| Short task A |
Copy the rows of the annotated coordinate records, starting at the first row and ending at the line that contains "[[62, 146, 122, 215], [408, 145, 451, 194]]", with both of those lines included. Leave the pictures out of your answer.

| Selection |
******
Le 22/01/2019 à 14:58, Mikael Pesonen a écrit :
Hi,

we haven't made any configuration files, so configuration folder is
empty. Everything is working fine except text search so are there
some advances for doing custom config? I understand now that for
text search we need the config and about that I asked for help.

On 21/01/2019 19:24, Chris Tomlinson wrote:
Hi,

You’ve presented your system service configuration. We need to see
the configuration file
<http://jena.apache.org/documentation/fuseki2/fuseki-configuration.html>
in:

      $FUSEKI_BASE/configuration/text_svc.ttl

It is a ttl file that is interpreted by the assembler system to
build the endpoints and dataset components. This is where the
jena-text configuration info will go. Here is a sample
configuration based on info in your service defn:

# Fuseki configuration for BDRC, configures two endpoints:
#   - /bdrc is read-only
#   - /bdrcrw is read-write
#
# This was painful to come up with but the web interface basically
allows no option
# and there is no subclass inference by default so such a
configuration file is necessary.
#
# The main doc sources are:
#  -
https://jena.apache.org/documentation/fuseki2/fuseki-configuration.html

#  -
https://jena.apache.org/documentation/assembler/assembler-howto.html
#  - https://jena.apache.org/documentation/assembler/assembler.ttl
#
# See
https://jena.apache.org/documentation/fuseki2/fuseki-layout.html
for the destination of this file.

@prefix fuseki: <http://jena.apache.org/fuseki#> .
@prefix rdf: <http://www.w3.org/1999/02/22-rdf-syntax-ns#> .
@prefix rdfs: <http://www.w3.org/2000/01/rdf-schema#> .
@prefix tdb: <http://jena.hpl.hp.com/2008/tdb#> .
@prefix ja: <http://jena.hpl.hp.com/2005/11/Assembler#> .
@prefix text: <http://jena.apache.org/text#> .
@prefix skos: <http://www.w3.org/2004/02/skos/core#> .
@prefix :        <http://base/#> .

[] rdf:type fuseki:Server ;
     fuseki:services (
       :text_svc
     ) .
******
Annotated coordinate records:
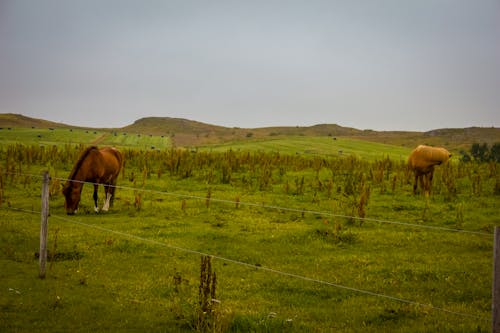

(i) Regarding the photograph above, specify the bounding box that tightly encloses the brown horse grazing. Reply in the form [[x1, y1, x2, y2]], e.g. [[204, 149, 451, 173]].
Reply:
[[62, 146, 122, 215], [408, 145, 451, 194]]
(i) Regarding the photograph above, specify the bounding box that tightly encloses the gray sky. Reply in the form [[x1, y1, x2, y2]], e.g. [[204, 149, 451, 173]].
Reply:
[[0, 0, 500, 131]]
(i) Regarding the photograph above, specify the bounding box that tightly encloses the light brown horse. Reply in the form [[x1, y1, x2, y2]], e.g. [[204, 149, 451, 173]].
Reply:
[[408, 145, 451, 194], [62, 146, 123, 215]]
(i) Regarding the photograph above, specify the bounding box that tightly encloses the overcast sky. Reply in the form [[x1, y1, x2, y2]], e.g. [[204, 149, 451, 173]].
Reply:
[[0, 0, 500, 131]]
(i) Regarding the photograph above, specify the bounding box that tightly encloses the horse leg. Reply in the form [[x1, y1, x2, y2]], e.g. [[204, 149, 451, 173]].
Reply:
[[427, 170, 434, 194], [413, 173, 418, 194], [94, 184, 99, 213], [102, 185, 112, 212]]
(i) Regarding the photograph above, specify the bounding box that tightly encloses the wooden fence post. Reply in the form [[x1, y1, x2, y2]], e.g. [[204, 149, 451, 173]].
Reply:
[[491, 226, 500, 333], [39, 171, 50, 279]]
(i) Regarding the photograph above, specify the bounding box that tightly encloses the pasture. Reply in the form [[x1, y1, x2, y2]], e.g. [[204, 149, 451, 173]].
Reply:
[[0, 130, 500, 332]]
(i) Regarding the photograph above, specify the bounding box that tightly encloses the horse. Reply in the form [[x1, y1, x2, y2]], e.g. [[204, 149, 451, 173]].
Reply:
[[62, 146, 123, 215], [408, 145, 451, 194]]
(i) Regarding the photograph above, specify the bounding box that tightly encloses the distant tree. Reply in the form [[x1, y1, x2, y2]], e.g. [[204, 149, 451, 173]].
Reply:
[[490, 142, 500, 163], [470, 143, 488, 162], [460, 150, 472, 163]]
******
| Short task B |
In the Fuseki configuration thread, at what path should the configuration file be found?

| Exercise solution A |
(i) Regarding the photograph above, specify the bounding box that tightly encloses the brown horse grazing. Reply in the form [[x1, y1, x2, y2]], e.g. [[204, 149, 451, 173]].
Reply:
[[62, 146, 122, 215], [408, 145, 451, 194]]

| Exercise solution B |
$FUSEKI_BASE/configuration/text_svc.ttl